## DATA TO EXAMINE
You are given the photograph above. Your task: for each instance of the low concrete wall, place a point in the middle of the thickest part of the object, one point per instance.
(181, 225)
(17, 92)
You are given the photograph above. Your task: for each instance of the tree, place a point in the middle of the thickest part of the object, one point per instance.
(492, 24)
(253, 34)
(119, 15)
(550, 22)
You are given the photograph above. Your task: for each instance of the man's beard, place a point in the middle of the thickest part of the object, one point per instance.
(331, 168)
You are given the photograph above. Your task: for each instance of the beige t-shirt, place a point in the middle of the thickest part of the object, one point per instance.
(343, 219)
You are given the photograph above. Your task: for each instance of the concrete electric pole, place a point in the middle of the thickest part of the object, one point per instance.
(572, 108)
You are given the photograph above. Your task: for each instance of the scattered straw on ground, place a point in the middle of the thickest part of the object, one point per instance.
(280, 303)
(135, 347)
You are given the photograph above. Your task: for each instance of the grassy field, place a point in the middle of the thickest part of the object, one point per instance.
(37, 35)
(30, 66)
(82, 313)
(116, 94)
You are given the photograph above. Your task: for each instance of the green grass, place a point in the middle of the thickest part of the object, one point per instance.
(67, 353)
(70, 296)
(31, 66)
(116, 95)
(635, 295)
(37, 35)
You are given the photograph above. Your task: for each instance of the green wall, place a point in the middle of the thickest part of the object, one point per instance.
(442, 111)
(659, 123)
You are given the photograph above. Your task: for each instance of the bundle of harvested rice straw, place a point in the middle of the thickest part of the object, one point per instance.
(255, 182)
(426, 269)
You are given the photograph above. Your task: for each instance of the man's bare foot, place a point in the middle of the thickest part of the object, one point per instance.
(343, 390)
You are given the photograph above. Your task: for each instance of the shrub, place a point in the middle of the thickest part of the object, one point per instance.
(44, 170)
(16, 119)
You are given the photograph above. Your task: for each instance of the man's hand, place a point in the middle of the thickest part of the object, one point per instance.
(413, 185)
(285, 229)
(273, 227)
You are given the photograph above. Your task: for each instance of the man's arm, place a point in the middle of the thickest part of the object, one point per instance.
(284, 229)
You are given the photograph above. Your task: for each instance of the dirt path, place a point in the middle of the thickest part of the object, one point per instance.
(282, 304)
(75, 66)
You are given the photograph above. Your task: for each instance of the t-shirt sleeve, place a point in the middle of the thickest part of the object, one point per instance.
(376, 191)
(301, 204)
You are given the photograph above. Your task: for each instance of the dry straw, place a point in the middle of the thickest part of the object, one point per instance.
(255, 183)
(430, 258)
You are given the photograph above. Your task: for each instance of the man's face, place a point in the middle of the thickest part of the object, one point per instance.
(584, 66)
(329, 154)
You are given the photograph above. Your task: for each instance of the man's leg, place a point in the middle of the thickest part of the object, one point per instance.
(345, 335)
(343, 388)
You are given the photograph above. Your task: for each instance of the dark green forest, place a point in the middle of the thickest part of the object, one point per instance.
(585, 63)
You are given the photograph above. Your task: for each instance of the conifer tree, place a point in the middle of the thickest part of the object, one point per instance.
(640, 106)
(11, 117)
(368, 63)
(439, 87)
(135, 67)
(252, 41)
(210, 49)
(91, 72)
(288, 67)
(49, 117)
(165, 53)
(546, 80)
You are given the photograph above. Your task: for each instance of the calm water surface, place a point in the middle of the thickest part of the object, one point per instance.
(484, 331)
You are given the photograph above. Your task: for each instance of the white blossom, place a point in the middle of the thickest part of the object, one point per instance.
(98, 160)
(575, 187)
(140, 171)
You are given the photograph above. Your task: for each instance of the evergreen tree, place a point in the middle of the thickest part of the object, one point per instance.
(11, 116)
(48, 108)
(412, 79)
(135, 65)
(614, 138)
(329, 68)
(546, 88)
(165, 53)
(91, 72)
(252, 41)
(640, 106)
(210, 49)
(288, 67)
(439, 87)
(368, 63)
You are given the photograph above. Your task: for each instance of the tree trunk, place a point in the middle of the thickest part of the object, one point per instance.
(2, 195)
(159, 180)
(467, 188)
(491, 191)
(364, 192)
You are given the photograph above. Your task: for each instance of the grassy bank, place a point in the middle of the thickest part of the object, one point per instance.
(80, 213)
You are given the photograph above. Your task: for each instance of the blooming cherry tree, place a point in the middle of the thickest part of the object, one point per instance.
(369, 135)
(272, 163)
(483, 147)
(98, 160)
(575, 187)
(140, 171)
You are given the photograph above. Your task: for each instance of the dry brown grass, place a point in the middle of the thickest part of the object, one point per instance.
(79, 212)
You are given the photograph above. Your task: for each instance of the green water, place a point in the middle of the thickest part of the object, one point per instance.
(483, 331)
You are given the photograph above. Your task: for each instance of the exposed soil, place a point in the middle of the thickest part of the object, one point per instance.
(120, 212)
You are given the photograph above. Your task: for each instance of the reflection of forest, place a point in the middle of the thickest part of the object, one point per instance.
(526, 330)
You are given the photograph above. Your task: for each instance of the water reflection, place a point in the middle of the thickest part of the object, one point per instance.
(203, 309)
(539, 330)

## EXERCISE
Produce an exact copy of the entries above.

## TASK ANSWER
You are given the photograph above. Your task: for each instance of the low concrete wall, place a point in the middle of the thickest part of the object, one point per instance.
(181, 225)
(17, 92)
You are given the photograph above. Your task: for each instance of the tree, place a point in the middle of the thickest part of the object, one point per instance.
(492, 24)
(253, 34)
(119, 15)
(550, 22)
You are given the photograph above. Your task: for each instance of the man's beard, place a point in the middle of the thickest part of the object, one point per instance.
(331, 168)
You are given the photograph above. Your task: for each instance of the beige t-shirt, place a point in the middle of the thickest part of the object, one point per instance.
(343, 219)
You are given the photograph above. Your task: for each instance of the concrete electric pole, place a point in the middle of the thickest part of the object, one point per instance.
(572, 108)
You are given the photograph above. Your task: for each instance of the scattered straw on ground, place a point in the middle of the thickest part of the object, one point per instance.
(280, 303)
(135, 347)
You are given the photograph above. Your task: for each instance of the grassy field, place a point in the middle of the thickest part of the object, one point per instance.
(37, 35)
(30, 66)
(82, 313)
(116, 94)
You are given the photograph above. Your task: for each instance of the green grass, place a point in the middle of the thickest part of the object, one point per instance.
(67, 353)
(70, 296)
(31, 66)
(116, 95)
(635, 295)
(37, 35)
You are given the photograph above. Your task: for each instance of the green wall, place a point in the middle of the thickest part of the object, one point per instance.
(442, 111)
(659, 123)
You are given the photograph above. Your task: for each instance of the bundle of harvested rice straw, place a point in the middle of the thickest part of the object, one point per instance.
(255, 182)
(426, 269)
You are given the photograph above. Your task: for each instance of the man's bare foot, place a point in the middle of the thickest part of the object, one point per instance.
(343, 390)
You are given the photograph above. Your task: for each instance of the shrub, place a point in the middle of the thickest part of the object, one point per instance.
(44, 170)
(16, 119)
You are given the photograph above. Your task: for each instance of the man's hand, place a point in the middle of the thickest part of the object, one point per instance.
(413, 185)
(285, 229)
(273, 227)
You are given the photograph above. Your task: for each instance of the man's arm, place a point in the middle of the thickest part of the object, one point per instance.
(284, 229)
You are given the photograph above. Your task: for each instance of the dirt path, place a point in the middle of the thickest part of the object, one point per instance.
(282, 304)
(75, 66)
You are given the photograph above. Your task: for each instance of the t-shirt sleeve, place a point in the middle of the thickest part of the object, one point per instance.
(376, 191)
(301, 204)
You are given the photograph above. Your task: for each instance of the dry straw, place a point in the middle of the thickest part of the object, one point per instance.
(255, 183)
(430, 258)
You are given the photograph above. Your task: for each instance of the man's face, place a point in the middle of the thickest part of the object, one point per instance.
(584, 66)
(329, 154)
You are given the photograph above. Your task: for each instance of the man's leg, place a point in the middle of the thickest part of the object, one point per instance.
(345, 335)
(343, 388)
You are given the photograph above. Your task: for each instance of the dark green forest, place a point in the middle of the thickest part of the object, one point per instance.
(585, 63)
You are given the photograph above. Your task: for each instance of the conifer tree, place a point in the middle of the thickest part of the object, one point per instance.
(640, 106)
(11, 117)
(368, 63)
(439, 87)
(135, 67)
(252, 41)
(210, 49)
(91, 72)
(288, 67)
(49, 117)
(165, 53)
(546, 80)
You are given the photograph above. Your task: for each instance of the calm water surface, place a point in the middle of the thickest part of the object, one point per instance.
(484, 331)
You are given the photograph above. Your task: for each instance of the white blossom, place a point in the middle of the thickest part of the object, one point per instance.
(98, 160)
(575, 187)
(140, 171)
You are given the photograph above. Your task: for each instance of the evergreen tree, place a point in the middle of the thickest part of the object, one point per instance.
(11, 116)
(48, 108)
(412, 79)
(135, 65)
(614, 138)
(329, 68)
(546, 88)
(165, 53)
(91, 72)
(252, 41)
(640, 106)
(210, 49)
(288, 67)
(439, 87)
(368, 63)
You are given the photograph above. Your task: for each instance of the tree trunk, place a point in the middle of the thickest part of the object, one point per instance.
(2, 195)
(159, 180)
(467, 188)
(491, 191)
(364, 192)
You are given the photograph above. Your task: for each instance of the grassy bank, place a point in the middle of the thickest part of the object, one point per instance.
(80, 213)
You are given the photograph above. Your task: for each instance of the blooming cherry tree, place a point in the middle of the thickest part of the object, one point per instance.
(369, 135)
(272, 163)
(483, 147)
(98, 160)
(575, 187)
(140, 171)
You are given the photograph above. Your task: for each instance of the dry brown grass, place a point in the middle of the thickest part of the object, one point per instance.
(79, 212)
You are given the photograph above. Your task: for each instance of the green water, place a point in the middle of the thickest part of the object, one point per instance.
(483, 331)
You are given the photograph above. Your task: for each instance of the exposed soil, place a point in the middle of the thickest part of the object, one point per instance.
(120, 212)
You are given the photograph above. Your task: for each instance of the reflection of forest, place a point in the middle of the thickest part of the object, one point per instance.
(526, 330)
You are given the photograph above. Your task: for each instance of the water reflection, place a point in the middle of the thickest part of the object, one point per instance.
(203, 309)
(539, 330)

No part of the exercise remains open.